» Written problem: Pick up the text on the 2023 tipping law after its final sentence and continue it in the same style.

The New Law: Employment (Allocation of Tips) Act 2023

The Employment (Allocation of Tips) Act 2023 came into force on 1 October 2024. It gives workers a legal right to receive 100% of tips — employers can no longer keep any part of them.

The Act is supported by a statutory Code of Practice on Tipping that sets out how tips must be distributed.


What the Law Covers

The Act applies to:

  • All qualifying tips — cash tips left directly with a worker, card tips processed through the employer's system, and service charges added to bills
  • Employers who receive tips on behalf of workers or control how tips are distributed
  • Workers — including employees and workers (though not independent contractors who genuinely run their own business)

What Employers Must Do

1. Pass On All Tips

Employers must ensure that 100% of qualifying tips go to workers. They cannot:

  • Keep any portion for business costs
  • Deduct admin fees
  • Use tips to top up wages to the NMW (tips are on top of NMW — they do not count towards it)

2. Distribute Fairly

Tips must be distributed in a fair and transparent way. The Code of Practice does not specify exactly how tips must be split, but employers must have a written tipping policy and distribute on a fair basis — one that does not unlawfully discriminate.

3. Written Tipping Policy

Employers must have a written tipping policy available to workers on request. It must explain:

  • How tips are received and processed
  • How the employer decides the distribution
  • The timeline for paying tips to workers

4. Pay Tips Promptly

Tips must generally be paid to workers by the end of the month following the month in which they were received by the employer.

5. Record Keeping

Employers must keep records of tips received and how they have been distributed for 3 years.

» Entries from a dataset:
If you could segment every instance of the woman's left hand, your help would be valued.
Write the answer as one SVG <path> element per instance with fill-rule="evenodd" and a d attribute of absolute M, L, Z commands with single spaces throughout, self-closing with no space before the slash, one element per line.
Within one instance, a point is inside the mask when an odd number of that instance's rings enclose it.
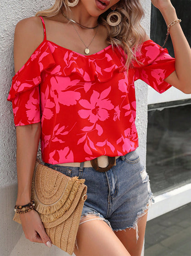
<path fill-rule="evenodd" d="M 152 4 L 160 11 L 164 11 L 173 7 L 170 0 L 151 0 Z"/>

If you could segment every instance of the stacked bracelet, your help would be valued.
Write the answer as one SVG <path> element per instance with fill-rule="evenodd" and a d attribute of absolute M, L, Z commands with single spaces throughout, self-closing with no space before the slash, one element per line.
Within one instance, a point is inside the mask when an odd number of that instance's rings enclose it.
<path fill-rule="evenodd" d="M 171 29 L 171 27 L 172 27 L 172 26 L 173 26 L 173 25 L 174 25 L 174 24 L 176 24 L 176 23 L 180 23 L 181 21 L 182 21 L 181 20 L 181 19 L 180 19 L 178 18 L 177 19 L 175 19 L 175 20 L 174 20 L 173 21 L 172 21 L 168 25 L 168 26 L 167 27 L 167 36 L 166 36 L 166 39 L 164 41 L 164 44 L 163 45 L 163 46 L 162 47 L 161 47 L 161 48 L 163 48 L 164 46 L 164 45 L 167 42 L 167 41 L 168 40 L 168 38 L 169 37 L 169 34 L 170 34 L 170 29 Z"/>
<path fill-rule="evenodd" d="M 34 208 L 35 204 L 34 200 L 31 200 L 30 202 L 25 205 L 15 205 L 15 212 L 21 214 L 27 213 Z"/>

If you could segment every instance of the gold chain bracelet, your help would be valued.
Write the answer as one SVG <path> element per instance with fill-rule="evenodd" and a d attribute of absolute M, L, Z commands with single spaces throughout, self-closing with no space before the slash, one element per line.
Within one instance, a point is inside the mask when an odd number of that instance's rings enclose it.
<path fill-rule="evenodd" d="M 178 18 L 177 19 L 175 19 L 175 20 L 174 20 L 173 21 L 172 21 L 168 25 L 168 26 L 167 27 L 167 36 L 166 37 L 165 40 L 164 40 L 164 44 L 163 45 L 163 46 L 160 47 L 160 49 L 161 49 L 162 48 L 163 48 L 165 43 L 167 42 L 167 41 L 168 40 L 168 38 L 169 37 L 169 34 L 170 34 L 170 29 L 171 28 L 171 27 L 172 27 L 172 26 L 173 26 L 173 25 L 174 25 L 174 24 L 176 24 L 176 23 L 180 23 L 181 21 L 182 21 L 181 20 L 181 19 L 180 19 Z"/>

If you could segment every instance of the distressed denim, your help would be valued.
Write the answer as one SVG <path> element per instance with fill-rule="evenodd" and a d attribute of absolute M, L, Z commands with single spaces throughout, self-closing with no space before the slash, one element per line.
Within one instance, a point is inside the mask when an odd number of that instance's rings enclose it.
<path fill-rule="evenodd" d="M 93 167 L 63 167 L 45 164 L 64 174 L 84 179 L 88 198 L 84 202 L 80 225 L 89 214 L 102 220 L 113 231 L 136 229 L 138 219 L 154 202 L 149 178 L 137 152 L 131 152 L 116 160 L 116 166 L 104 173 Z M 99 217 L 99 218 L 97 218 Z M 82 221 L 84 220 L 84 221 Z"/>

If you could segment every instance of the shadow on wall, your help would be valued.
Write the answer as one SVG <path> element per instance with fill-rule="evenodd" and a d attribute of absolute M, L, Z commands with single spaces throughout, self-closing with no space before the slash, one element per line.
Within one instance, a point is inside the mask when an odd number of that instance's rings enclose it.
<path fill-rule="evenodd" d="M 0 256 L 69 256 L 54 245 L 49 249 L 25 238 L 22 226 L 12 220 L 17 191 L 17 184 L 0 189 Z"/>

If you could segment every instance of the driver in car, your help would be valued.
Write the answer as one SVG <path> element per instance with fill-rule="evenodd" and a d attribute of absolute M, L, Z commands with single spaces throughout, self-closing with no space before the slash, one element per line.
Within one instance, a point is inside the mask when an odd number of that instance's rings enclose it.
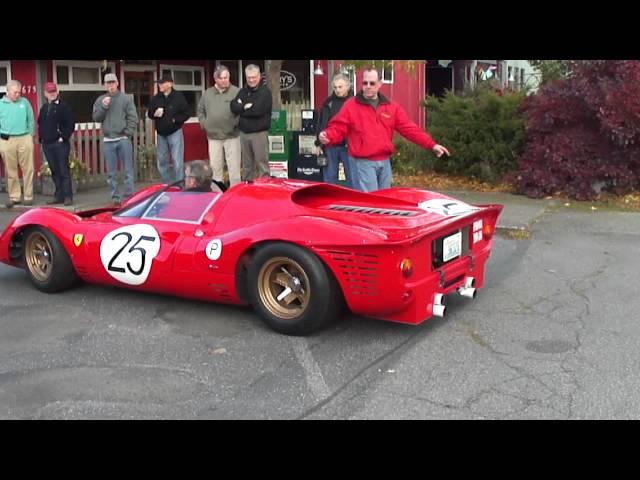
<path fill-rule="evenodd" d="M 184 191 L 222 193 L 223 189 L 213 182 L 213 171 L 208 162 L 193 160 L 184 169 Z"/>

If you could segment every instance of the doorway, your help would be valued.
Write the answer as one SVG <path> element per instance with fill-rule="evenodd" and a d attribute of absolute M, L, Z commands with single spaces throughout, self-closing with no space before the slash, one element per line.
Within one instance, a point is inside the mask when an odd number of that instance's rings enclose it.
<path fill-rule="evenodd" d="M 133 103 L 138 112 L 138 119 L 146 118 L 149 103 L 154 95 L 153 72 L 124 71 L 124 91 L 133 95 Z"/>

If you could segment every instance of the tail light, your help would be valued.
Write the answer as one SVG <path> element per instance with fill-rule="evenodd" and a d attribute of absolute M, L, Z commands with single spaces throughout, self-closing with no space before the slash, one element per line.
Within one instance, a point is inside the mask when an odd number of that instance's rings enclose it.
<path fill-rule="evenodd" d="M 400 271 L 402 272 L 402 276 L 404 278 L 408 278 L 413 273 L 413 262 L 410 258 L 405 258 L 400 262 Z"/>
<path fill-rule="evenodd" d="M 484 236 L 484 239 L 489 240 L 491 237 L 493 237 L 495 230 L 495 224 L 485 221 L 484 225 L 482 226 L 482 235 Z"/>

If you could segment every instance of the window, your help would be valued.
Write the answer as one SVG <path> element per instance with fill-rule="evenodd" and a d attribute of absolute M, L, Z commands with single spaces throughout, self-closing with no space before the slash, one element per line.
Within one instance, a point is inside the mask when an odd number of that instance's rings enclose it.
<path fill-rule="evenodd" d="M 393 83 L 393 60 L 382 67 L 382 83 Z"/>
<path fill-rule="evenodd" d="M 0 61 L 0 98 L 7 93 L 7 82 L 11 80 L 11 65 L 9 61 Z"/>
<path fill-rule="evenodd" d="M 198 102 L 205 90 L 204 67 L 189 65 L 160 65 L 161 75 L 171 75 L 173 86 L 184 95 L 191 108 L 191 117 L 196 116 Z"/>
<path fill-rule="evenodd" d="M 116 71 L 114 62 L 53 61 L 53 81 L 58 84 L 60 98 L 71 108 L 76 123 L 92 122 L 93 103 L 104 92 L 102 79 Z"/>

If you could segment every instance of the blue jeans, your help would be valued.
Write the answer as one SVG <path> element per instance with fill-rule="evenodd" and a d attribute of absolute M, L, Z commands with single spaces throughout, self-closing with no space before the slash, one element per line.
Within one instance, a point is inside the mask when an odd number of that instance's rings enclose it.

» Result:
Workers' Rights to Information

Workers can request information about their employer's tipping practices. If you believe tips are not being distributed fairly, you can:

  1. Ask to see the written tipping policy
  2. Request a breakdown of tips received and distributed
  3. Raise a formal grievance if you believe the distribution is unfair

Enforcement

If an employer fails to comply with the Act:

  • Workers can bring a claim in the Employment Tribunal
  • The tribunal can order the employer to pay tips owed and award compensation
  • There is no minimum service requirement for such claims

Tips and Tax

Tips are subject to income tax. The tax treatment depends on how the tip is received:

  • Cash tips given directly to the worker — the worker declares these on their self-assessment return
  • Tips processed through an employer's tronc system — typically handled through PAYE
  • Discretionary service charges — subject to PAYE as salary

Tips are not subject to National Insurance contributions where paid through a tronc operated independently of the employer. Employers cannot claim NIC relief and then withhold tips — these obligations are separate.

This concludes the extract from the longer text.